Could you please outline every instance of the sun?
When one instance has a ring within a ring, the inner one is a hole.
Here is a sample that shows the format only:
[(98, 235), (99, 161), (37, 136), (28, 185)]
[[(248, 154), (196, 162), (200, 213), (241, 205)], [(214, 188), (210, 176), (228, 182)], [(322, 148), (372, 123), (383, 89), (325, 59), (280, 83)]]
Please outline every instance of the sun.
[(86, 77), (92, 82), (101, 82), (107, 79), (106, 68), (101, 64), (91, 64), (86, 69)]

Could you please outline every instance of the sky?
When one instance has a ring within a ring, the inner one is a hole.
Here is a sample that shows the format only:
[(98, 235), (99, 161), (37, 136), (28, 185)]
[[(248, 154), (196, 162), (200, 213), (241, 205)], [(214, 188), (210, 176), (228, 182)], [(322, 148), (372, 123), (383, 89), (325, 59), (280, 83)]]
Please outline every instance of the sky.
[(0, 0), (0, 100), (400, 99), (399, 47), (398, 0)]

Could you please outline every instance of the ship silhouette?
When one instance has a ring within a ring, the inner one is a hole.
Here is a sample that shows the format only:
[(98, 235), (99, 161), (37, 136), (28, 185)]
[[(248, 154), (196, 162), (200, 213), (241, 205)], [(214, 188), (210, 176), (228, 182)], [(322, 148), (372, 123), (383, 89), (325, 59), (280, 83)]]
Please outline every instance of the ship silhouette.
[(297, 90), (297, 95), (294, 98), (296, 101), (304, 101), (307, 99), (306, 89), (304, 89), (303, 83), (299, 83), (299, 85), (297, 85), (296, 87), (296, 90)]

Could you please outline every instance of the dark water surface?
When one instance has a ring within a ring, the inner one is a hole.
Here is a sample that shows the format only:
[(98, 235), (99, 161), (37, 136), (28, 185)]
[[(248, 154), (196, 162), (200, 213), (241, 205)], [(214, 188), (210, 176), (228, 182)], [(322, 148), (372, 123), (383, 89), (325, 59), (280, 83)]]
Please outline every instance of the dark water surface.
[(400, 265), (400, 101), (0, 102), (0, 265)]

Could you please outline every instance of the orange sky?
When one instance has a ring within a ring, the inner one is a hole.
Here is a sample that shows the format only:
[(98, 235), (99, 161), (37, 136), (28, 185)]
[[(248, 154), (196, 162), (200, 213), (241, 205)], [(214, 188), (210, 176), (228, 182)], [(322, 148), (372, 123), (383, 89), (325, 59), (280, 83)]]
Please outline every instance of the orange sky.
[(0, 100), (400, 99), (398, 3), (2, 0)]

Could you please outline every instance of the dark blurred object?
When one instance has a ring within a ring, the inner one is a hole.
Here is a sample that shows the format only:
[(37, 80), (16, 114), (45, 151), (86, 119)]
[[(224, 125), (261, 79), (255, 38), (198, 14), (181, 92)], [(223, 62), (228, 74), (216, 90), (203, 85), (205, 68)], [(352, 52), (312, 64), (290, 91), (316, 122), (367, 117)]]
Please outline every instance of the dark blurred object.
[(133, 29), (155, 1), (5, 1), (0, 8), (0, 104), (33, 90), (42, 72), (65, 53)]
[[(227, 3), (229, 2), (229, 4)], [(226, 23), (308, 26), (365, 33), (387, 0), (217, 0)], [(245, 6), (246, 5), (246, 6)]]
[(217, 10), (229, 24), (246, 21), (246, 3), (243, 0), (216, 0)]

To be done:
Please render the records above as a JSON list of strings, with one string for each line and blank lines left out.

Written answer:
[
  "Could you please outline every instance of the sun?",
  "When one instance has a ring within a ring, the inner one is a hole.",
  "Here is a sample that shows the format only:",
  "[(98, 235), (99, 161), (37, 136), (28, 185)]",
  "[[(248, 154), (196, 162), (200, 213), (241, 205)], [(214, 188), (210, 176), (228, 182)], [(322, 148), (372, 123), (383, 89), (325, 59), (280, 83)]]",
  "Please outline every instance of the sun.",
  "[(86, 77), (92, 82), (101, 82), (107, 79), (106, 68), (101, 64), (91, 64), (86, 69)]",
  "Could you please outline every instance of the sky?",
  "When one instance has a ring within a ring, the inner one is a hole.",
  "Here is a sample that shows the format only:",
  "[(98, 235), (99, 161), (37, 136), (28, 185)]",
  "[[(248, 154), (196, 162), (200, 213), (241, 205)], [(214, 188), (210, 176), (228, 182)], [(322, 148), (372, 123), (383, 89), (325, 59), (280, 83)]]",
  "Please outline every instance of the sky.",
  "[(0, 0), (0, 100), (400, 99), (399, 47), (398, 0)]",
  "Could you please outline every instance of the ship silhouette?",
  "When one instance has a ring within a ring, the inner one is a hole.",
  "Here is a sample that shows the format only:",
  "[(98, 235), (99, 161), (37, 136), (28, 185)]",
  "[[(248, 154), (196, 162), (200, 213), (241, 205)], [(214, 188), (210, 176), (228, 182)], [(322, 148), (372, 123), (383, 89), (325, 59), (280, 83)]]",
  "Please outline every instance of the ship silhouette.",
  "[(297, 90), (297, 95), (294, 98), (296, 101), (304, 101), (307, 99), (306, 89), (304, 89), (303, 83), (299, 83), (299, 85), (297, 85), (296, 87), (296, 90)]",
  "Could you please outline every instance of the dark water surface?",
  "When one instance has a ring within a ring, the inner one is a hole.",
  "Here is a sample that shows the format only:",
  "[(98, 235), (99, 161), (37, 136), (28, 185)]",
  "[[(248, 154), (196, 162), (200, 213), (241, 205)], [(214, 188), (210, 176), (228, 182)], [(322, 148), (372, 123), (383, 89), (325, 59), (280, 83)]]",
  "Please outline every instance of the dark water surface.",
  "[(400, 265), (400, 101), (0, 102), (0, 265)]",
  "Could you please outline every instance of the orange sky?",
  "When one instance has a ring within a ring, the inner one is a hole.",
  "Here is a sample that shows the format only:",
  "[(98, 235), (99, 161), (37, 136), (28, 185)]",
  "[[(248, 154), (196, 162), (200, 213), (241, 205)], [(214, 188), (210, 176), (228, 182)], [(322, 148), (372, 123), (383, 89), (325, 59), (280, 83)]]",
  "Please outline every instance of the orange sky.",
  "[(0, 100), (400, 99), (398, 3), (2, 0)]",
  "Could you please outline every instance of the dark blurred object?",
  "When one instance has a ring within a ring, the inner one is a hole.",
  "Here is a sample that shows the format only:",
  "[(37, 80), (16, 114), (45, 151), (86, 119)]",
  "[[(224, 125), (261, 79), (255, 38), (198, 14), (181, 92)], [(223, 62), (228, 74), (216, 90), (203, 85), (205, 68)], [(352, 52), (312, 64), (290, 91), (316, 122), (367, 117)]]",
  "Please outline every instance of the dark blurred object.",
  "[(133, 29), (155, 1), (5, 1), (0, 8), (0, 104), (33, 90), (42, 72), (65, 53)]",
  "[[(227, 3), (229, 2), (229, 4)], [(226, 23), (308, 26), (365, 33), (387, 0), (217, 0)], [(245, 6), (246, 5), (246, 6)]]",
  "[(217, 10), (229, 24), (246, 21), (246, 3), (243, 0), (216, 0)]"
]